## start Data provided
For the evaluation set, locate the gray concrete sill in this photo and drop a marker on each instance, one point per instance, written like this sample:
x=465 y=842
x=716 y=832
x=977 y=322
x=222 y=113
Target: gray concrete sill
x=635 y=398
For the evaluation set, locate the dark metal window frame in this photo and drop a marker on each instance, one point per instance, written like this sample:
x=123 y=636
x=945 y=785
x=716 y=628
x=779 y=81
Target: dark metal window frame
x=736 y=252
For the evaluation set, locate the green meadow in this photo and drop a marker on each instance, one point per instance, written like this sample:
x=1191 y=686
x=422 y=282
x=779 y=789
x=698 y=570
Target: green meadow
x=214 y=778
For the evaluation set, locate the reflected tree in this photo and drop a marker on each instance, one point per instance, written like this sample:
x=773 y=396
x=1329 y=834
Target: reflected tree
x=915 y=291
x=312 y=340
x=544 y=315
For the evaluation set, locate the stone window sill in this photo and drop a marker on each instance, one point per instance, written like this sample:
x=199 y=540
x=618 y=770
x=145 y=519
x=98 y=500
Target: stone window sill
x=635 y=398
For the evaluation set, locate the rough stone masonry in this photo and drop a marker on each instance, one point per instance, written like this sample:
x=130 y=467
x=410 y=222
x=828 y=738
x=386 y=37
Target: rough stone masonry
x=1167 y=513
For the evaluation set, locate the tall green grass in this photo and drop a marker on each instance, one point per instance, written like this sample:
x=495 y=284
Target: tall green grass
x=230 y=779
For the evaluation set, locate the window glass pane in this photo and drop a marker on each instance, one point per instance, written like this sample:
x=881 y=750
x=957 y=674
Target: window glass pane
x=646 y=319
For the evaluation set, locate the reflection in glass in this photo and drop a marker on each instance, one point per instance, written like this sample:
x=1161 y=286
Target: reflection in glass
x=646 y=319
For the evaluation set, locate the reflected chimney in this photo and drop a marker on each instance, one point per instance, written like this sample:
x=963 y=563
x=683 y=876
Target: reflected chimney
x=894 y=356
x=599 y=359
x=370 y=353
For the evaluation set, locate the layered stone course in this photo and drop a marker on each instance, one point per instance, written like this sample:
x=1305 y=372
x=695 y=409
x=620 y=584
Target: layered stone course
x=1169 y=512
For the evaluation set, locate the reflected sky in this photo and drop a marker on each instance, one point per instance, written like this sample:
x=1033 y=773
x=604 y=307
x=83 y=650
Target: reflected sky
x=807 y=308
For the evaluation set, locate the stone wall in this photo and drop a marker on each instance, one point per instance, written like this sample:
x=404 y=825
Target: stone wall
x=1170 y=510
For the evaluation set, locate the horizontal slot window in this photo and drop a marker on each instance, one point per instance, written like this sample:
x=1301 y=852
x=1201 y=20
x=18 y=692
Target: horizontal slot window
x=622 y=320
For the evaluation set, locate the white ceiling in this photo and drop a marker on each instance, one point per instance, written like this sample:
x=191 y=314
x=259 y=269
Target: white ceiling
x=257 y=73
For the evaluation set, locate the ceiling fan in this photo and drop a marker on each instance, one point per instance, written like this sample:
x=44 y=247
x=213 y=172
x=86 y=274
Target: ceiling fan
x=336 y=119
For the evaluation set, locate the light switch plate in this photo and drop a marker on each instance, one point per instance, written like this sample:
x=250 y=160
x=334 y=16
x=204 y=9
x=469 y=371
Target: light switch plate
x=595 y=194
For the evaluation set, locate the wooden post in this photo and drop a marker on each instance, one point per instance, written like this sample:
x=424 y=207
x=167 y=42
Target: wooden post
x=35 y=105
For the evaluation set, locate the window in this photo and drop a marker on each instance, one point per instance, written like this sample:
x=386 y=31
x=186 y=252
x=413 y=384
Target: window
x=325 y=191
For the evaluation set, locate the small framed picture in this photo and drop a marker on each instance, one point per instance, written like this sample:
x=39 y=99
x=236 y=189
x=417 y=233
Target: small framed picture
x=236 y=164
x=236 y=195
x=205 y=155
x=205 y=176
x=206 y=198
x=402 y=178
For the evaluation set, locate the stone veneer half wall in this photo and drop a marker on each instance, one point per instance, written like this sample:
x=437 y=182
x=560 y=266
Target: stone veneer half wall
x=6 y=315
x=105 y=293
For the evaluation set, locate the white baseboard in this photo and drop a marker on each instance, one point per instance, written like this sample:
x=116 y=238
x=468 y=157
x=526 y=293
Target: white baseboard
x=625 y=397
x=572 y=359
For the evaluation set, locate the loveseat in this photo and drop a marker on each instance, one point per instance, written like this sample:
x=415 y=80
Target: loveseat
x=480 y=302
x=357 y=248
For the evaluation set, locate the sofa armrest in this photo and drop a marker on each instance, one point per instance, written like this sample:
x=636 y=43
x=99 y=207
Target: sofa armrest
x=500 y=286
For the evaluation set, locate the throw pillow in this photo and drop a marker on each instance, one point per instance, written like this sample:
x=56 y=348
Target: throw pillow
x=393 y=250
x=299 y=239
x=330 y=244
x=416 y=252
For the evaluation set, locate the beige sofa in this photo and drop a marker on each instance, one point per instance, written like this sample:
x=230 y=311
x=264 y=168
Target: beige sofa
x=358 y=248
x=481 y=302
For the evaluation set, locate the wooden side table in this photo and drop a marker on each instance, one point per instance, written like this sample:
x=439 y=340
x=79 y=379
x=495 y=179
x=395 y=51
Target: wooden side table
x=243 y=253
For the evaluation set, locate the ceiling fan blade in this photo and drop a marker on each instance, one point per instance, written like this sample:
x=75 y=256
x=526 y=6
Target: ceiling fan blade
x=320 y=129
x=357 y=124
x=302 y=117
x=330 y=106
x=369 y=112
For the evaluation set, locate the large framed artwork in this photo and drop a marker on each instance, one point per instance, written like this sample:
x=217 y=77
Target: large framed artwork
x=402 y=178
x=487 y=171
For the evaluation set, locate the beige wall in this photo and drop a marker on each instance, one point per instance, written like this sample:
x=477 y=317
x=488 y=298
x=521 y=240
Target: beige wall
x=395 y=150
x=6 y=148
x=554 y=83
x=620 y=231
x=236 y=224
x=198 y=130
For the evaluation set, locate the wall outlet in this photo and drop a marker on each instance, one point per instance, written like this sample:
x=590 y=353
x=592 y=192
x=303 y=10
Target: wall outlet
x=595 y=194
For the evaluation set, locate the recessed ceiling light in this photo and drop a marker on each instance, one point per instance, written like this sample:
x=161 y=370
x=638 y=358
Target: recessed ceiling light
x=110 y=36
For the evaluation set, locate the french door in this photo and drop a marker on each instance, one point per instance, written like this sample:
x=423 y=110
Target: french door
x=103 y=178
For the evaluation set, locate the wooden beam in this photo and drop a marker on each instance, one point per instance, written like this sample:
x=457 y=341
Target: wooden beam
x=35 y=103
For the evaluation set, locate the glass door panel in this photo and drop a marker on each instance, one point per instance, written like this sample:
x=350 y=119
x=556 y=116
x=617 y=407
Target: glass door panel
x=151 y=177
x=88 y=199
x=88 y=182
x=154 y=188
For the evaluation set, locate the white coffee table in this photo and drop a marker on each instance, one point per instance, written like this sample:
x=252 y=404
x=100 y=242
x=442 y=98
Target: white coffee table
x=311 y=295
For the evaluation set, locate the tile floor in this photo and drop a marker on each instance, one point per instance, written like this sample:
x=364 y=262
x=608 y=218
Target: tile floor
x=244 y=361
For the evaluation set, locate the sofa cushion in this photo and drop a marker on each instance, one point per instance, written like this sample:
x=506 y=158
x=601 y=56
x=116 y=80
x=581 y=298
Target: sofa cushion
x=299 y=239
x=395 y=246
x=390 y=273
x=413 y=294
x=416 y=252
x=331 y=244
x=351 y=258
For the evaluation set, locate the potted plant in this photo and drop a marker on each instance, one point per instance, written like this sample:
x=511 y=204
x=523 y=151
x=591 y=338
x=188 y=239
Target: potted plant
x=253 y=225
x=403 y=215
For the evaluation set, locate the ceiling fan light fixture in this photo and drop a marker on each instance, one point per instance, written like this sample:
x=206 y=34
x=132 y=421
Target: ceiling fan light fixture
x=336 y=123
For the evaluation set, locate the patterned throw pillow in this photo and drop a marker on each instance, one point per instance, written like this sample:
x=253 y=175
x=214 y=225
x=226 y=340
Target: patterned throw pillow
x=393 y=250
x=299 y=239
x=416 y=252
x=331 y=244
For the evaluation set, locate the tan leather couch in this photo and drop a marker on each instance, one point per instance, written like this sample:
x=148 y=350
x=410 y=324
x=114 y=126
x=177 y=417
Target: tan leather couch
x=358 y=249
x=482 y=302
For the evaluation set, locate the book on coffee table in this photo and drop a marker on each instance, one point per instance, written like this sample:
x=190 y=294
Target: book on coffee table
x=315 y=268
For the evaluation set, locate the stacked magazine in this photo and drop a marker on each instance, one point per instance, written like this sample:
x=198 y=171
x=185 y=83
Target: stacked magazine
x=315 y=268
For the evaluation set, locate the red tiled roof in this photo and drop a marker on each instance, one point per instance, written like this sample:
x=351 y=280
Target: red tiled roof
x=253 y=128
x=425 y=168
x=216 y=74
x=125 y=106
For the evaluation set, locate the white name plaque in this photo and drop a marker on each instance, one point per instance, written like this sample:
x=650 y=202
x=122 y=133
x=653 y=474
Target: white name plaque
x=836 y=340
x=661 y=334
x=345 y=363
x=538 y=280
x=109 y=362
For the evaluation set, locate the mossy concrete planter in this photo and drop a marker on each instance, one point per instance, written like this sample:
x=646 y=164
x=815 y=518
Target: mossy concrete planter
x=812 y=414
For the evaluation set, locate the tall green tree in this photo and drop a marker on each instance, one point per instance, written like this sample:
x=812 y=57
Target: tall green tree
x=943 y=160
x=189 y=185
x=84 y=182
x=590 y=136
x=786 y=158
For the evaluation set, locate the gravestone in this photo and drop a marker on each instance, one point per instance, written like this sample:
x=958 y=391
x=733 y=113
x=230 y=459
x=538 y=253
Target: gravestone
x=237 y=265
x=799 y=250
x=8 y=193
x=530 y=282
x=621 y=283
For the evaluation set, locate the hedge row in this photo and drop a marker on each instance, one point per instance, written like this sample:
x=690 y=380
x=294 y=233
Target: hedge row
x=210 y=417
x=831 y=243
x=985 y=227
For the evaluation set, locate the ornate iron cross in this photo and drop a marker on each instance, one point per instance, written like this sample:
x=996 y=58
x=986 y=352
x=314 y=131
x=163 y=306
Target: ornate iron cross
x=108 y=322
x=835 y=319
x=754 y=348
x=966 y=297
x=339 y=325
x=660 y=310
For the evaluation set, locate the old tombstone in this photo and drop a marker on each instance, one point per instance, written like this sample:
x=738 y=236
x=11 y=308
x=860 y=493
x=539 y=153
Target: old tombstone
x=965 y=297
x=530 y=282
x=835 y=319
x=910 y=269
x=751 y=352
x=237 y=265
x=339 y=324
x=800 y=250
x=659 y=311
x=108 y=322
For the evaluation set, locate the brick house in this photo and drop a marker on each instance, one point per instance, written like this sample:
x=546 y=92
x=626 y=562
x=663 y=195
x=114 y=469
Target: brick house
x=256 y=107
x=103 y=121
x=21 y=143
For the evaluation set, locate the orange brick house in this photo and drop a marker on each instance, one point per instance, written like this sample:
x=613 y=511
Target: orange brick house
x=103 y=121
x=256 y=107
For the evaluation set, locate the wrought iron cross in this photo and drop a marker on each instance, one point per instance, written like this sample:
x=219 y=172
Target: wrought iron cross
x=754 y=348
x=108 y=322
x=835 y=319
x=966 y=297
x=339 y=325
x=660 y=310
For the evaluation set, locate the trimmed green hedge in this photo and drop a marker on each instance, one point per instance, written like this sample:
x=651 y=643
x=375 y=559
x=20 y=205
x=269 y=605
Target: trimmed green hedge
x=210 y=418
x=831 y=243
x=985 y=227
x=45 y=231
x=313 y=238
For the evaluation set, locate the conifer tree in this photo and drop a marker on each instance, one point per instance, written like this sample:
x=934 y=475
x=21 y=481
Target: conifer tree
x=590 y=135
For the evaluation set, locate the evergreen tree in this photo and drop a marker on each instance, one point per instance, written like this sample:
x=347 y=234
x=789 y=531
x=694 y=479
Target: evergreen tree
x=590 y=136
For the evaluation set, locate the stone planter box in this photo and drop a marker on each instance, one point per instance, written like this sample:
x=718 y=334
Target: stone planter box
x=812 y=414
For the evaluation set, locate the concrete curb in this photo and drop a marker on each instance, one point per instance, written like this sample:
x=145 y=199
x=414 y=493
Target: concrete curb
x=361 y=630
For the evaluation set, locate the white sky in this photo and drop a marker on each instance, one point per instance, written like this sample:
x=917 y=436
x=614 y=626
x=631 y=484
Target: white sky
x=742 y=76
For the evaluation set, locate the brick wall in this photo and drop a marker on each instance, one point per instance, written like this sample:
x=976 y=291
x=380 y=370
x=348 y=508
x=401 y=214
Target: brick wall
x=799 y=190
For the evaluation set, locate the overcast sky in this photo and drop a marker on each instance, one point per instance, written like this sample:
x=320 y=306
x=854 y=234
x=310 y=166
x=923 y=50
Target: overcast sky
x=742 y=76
## end Data provided
● Work to do
Repeat word for word every line from the one that holds "For the evaluation set, locate the conifer" to the end. Both ends count.

● Result for this exercise
For the evaluation set, locate the conifer tree in this photo and drop a marker on each instance, one point per instance, written like this sample:
x=934 y=475
x=21 y=481
Target: conifer tree
x=590 y=135
For the evaluation set, locate the evergreen tree in this photo and drop a marker on each instance, one point per instance, written like this sample:
x=347 y=234
x=789 y=531
x=694 y=479
Target: evergreen tree
x=590 y=136
For the evaluation set, locate the stone planter box in this photo and drop a marker on each instance, one point per instance, written like this sample:
x=718 y=334
Target: stone planter box
x=812 y=414
For the evaluation set, locate the concrete curb in this photo and drop a marker on each instance, one point per instance, written like this sample:
x=145 y=199
x=414 y=493
Target: concrete curb
x=361 y=630
For the evaluation set, locate the white sky in this photo and drop a marker on each instance, one point per instance, written like this sample:
x=917 y=436
x=614 y=626
x=631 y=484
Target: white sky
x=742 y=76
For the evaluation set, locate the brick wall in this photo and drop a marker on each instance, one point per instance, written like this sample:
x=976 y=291
x=380 y=370
x=348 y=508
x=401 y=214
Target: brick wall
x=799 y=190
For the evaluation set, locate the overcast sky in this photo and drop a marker on each instance, one point per instance, written like this sample:
x=320 y=306
x=854 y=234
x=310 y=166
x=923 y=50
Target: overcast sky
x=742 y=76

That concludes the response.